#### [题目要求]
把记录中从含有“like [(130, 123)].”的那一行到含有“[(244, 179)]”的那一行（两端都算在内）转成 Markdown 表格，只收这一段，空行不计。表格设“序号”和“内容”两列，前者填行的顺序号，后者填该行原文。

#### [所给记录]
━━━━━━━━━━
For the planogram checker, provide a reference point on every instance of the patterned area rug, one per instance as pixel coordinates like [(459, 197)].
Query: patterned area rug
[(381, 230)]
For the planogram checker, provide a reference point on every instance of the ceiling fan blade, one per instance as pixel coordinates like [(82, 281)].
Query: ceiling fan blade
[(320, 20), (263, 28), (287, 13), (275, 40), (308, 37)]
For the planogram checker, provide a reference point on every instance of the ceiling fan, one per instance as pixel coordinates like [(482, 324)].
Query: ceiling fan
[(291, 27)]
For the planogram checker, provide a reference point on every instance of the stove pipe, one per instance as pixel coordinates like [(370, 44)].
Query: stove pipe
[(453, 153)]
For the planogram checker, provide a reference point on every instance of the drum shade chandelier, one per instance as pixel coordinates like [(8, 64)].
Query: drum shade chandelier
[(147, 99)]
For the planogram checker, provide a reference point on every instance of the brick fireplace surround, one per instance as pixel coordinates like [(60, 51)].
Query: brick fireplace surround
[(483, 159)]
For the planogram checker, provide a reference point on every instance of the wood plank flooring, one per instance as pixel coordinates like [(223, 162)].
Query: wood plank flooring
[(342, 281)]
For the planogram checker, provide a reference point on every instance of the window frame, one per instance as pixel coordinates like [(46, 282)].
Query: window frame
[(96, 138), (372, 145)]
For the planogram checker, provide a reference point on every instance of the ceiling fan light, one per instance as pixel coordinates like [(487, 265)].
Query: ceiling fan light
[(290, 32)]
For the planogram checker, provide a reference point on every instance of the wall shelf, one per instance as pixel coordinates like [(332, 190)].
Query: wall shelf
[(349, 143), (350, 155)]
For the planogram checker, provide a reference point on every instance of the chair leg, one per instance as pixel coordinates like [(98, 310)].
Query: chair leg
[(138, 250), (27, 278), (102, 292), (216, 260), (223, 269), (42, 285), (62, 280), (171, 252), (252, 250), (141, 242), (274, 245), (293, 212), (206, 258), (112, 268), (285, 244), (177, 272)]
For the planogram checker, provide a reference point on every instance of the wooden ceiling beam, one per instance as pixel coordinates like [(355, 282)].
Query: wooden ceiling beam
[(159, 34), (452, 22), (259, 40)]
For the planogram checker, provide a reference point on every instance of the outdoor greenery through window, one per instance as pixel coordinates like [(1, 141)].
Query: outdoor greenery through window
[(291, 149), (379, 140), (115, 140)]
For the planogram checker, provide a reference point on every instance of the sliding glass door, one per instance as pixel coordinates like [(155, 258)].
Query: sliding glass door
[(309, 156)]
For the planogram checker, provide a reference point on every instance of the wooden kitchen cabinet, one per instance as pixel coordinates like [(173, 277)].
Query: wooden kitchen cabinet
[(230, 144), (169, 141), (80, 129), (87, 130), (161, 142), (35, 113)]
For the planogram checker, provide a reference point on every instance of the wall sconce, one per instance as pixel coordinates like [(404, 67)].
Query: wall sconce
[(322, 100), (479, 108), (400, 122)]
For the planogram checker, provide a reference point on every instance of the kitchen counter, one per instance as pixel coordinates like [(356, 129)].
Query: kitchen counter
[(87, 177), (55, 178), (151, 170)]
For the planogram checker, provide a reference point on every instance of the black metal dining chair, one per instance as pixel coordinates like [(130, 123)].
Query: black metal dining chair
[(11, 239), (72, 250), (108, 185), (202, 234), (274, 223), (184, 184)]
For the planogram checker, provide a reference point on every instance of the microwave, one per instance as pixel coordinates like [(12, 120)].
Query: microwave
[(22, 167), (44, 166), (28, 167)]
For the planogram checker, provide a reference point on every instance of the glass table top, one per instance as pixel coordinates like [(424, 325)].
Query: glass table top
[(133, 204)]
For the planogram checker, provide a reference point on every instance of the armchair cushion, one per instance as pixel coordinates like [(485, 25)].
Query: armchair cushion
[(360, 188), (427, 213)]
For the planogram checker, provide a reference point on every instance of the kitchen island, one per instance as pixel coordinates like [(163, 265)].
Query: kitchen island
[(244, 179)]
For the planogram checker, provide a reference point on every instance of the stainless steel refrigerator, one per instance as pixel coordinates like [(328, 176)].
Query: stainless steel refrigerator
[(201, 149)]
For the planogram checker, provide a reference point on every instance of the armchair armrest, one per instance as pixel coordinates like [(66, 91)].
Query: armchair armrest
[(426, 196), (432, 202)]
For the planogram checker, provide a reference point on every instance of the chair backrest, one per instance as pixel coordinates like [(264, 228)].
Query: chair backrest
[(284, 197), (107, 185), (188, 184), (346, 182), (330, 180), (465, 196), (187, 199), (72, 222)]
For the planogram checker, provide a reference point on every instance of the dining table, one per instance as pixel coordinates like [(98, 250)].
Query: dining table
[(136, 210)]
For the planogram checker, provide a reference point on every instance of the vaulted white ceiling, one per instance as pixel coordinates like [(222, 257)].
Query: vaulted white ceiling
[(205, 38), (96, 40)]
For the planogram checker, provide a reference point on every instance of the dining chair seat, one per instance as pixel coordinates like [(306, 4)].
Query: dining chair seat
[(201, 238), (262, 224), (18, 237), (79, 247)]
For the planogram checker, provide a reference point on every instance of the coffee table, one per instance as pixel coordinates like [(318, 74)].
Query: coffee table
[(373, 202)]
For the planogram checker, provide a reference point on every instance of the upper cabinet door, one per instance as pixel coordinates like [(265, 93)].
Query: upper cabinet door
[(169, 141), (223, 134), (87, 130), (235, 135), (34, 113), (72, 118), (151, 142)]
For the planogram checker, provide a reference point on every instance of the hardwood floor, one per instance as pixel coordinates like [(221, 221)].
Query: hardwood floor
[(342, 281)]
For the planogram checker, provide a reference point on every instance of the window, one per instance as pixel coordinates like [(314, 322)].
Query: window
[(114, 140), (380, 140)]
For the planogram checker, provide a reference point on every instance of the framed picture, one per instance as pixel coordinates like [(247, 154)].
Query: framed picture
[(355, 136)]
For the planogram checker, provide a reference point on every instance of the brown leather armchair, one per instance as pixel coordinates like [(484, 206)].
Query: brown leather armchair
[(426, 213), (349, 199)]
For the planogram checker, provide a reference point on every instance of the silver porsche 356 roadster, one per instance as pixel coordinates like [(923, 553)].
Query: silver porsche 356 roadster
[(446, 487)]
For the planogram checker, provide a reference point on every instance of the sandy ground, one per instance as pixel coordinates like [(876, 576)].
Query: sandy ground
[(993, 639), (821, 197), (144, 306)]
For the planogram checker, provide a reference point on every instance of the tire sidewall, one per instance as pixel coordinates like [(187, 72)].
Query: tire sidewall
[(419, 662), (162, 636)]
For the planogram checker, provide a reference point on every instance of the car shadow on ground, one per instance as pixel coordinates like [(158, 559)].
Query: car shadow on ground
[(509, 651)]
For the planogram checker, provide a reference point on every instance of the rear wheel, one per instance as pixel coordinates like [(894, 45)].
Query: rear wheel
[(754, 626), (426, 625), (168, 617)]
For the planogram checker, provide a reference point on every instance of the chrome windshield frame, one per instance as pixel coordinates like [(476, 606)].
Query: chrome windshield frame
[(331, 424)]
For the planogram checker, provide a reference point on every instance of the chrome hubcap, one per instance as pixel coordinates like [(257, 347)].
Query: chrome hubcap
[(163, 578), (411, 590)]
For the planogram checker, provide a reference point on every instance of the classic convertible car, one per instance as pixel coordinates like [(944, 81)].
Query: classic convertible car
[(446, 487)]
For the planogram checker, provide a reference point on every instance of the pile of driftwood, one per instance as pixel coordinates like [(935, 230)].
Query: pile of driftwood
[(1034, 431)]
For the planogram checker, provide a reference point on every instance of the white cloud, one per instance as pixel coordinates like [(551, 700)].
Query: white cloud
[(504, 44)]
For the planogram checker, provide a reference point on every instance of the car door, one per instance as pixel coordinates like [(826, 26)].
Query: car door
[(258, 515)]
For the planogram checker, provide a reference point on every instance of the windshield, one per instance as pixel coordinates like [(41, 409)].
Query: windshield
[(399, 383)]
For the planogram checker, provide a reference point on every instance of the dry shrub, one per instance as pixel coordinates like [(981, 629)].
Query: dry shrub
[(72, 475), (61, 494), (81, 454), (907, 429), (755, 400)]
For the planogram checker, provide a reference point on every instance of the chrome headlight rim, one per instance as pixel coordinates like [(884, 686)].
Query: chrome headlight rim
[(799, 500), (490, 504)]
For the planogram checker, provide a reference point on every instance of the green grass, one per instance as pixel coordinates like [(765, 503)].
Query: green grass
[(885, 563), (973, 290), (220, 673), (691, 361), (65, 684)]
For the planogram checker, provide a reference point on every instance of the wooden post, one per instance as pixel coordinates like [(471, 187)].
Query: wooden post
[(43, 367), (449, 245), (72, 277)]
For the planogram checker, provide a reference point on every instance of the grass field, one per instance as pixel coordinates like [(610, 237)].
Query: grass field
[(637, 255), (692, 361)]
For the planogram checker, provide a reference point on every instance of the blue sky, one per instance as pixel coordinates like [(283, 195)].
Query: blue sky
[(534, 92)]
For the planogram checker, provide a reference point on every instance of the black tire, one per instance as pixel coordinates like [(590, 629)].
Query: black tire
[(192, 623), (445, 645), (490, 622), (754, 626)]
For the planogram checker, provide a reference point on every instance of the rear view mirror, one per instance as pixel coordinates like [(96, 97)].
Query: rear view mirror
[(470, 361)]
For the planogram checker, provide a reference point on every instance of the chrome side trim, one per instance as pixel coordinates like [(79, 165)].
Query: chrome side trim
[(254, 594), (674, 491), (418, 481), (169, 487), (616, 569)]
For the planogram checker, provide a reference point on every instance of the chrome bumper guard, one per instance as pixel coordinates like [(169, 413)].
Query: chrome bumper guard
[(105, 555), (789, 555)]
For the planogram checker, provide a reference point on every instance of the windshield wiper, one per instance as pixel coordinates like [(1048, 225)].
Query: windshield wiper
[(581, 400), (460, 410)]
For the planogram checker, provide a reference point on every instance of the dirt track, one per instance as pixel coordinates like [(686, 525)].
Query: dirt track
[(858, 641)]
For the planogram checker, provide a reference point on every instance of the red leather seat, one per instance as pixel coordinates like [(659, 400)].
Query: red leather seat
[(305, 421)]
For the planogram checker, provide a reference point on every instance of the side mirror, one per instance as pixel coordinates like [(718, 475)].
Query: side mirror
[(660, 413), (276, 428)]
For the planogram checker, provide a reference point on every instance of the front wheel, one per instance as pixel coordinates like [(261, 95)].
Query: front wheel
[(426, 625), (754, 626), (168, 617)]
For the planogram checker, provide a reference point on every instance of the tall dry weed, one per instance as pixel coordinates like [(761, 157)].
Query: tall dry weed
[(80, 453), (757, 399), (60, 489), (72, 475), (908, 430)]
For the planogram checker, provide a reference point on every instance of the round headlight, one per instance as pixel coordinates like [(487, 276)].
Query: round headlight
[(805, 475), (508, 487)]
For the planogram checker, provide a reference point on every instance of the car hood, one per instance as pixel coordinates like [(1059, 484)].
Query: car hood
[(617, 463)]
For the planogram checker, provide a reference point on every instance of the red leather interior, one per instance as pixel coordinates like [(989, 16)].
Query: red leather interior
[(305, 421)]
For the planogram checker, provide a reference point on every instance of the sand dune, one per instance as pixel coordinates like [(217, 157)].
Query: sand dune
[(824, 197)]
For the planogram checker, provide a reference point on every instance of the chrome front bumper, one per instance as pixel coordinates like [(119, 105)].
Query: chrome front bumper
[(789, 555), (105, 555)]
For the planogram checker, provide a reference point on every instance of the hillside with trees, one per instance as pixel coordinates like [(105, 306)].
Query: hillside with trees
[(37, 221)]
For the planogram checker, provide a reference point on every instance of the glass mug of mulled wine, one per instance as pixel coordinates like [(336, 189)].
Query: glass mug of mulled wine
━━━━━━━━━━
#### [练习结果]
| 序号 | 内容 |
|---|---|
| 1 | For the planogram checker, provide a reference point on every instance of the black metal dining chair, one per instance as pixel coordinates like [(130, 123)]. |
| 2 | Query: black metal dining chair |
| 3 | [(11, 239), (72, 250), (108, 185), (202, 234), (274, 223), (184, 184)] |
| 4 | For the planogram checker, provide a reference point on every instance of the microwave, one per instance as pixel coordinates like [(12, 120)]. |
| 5 | Query: microwave |
| 6 | [(22, 167), (44, 166), (28, 167)] |
| 7 | For the planogram checker, provide a reference point on every instance of the glass table top, one per instance as pixel coordinates like [(424, 325)]. |
| 8 | Query: glass table top |
| 9 | [(133, 204)] |
| 10 | For the planogram checker, provide a reference point on every instance of the armchair cushion, one per instance as pixel coordinates like [(485, 25)]. |
| 11 | Query: armchair cushion |
| 12 | [(360, 188), (427, 213)] |
| 13 | For the planogram checker, provide a reference point on every instance of the kitchen island, one per instance as pixel coordinates like [(163, 265)]. |
| 14 | Query: kitchen island |
| 15 | [(244, 179)] |